Document text ▸
←back to thread

27 points roggenbuck | 2 comments | | HN request time: 0s | source

I wanted a safer alternative to RegExp for TypeScript that uses a linear-time engine, so I built Regolith.

Why: Many CVEs happen because TypeScript libraries are vulnerable to Regular Expression Denial of Service attacks. I learned about this problem while doing undergraduate research and found that languages like Rust have built-in protection but languages like JavaScript, TypeScript, and Python do not. This library attempts to mitigate these vulnerabilities for TypeScript and JavaScript.

How: Regolith uses Rust's Regex library under the hood to prevent ReDoS attacks. The Rust Regex library implements a linear-time Regex engine that guarantees linear complexity for execution. A ReDoS attack occurs when a malicious input is provided that causes a normal Regex engine to check for a matching string in too many overlapping configurations. This causes the engine to take an extremely long time to compute the Regex, which could cause latency or downtime for a service. By designing the engine to take at most a linear amount of time, we can prevent these attacks at the library level and have software inherit these safety properties.

I'm really fascinated by making programming languages safer and I would love to hear any feedback on how to improve this project. I'll try to answer all questions posted in the comments.

Instruction ▸ According to the Regolith post, what does Regolith use under the hood to prevent ReDoS attacks? Use only the Regolith post to answer.

Data section ▸
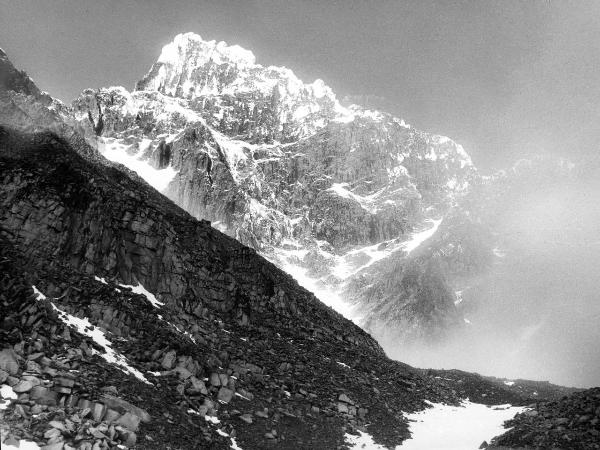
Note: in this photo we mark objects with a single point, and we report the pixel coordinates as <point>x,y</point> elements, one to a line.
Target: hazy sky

Exercise result ▸ Rust's Regex library.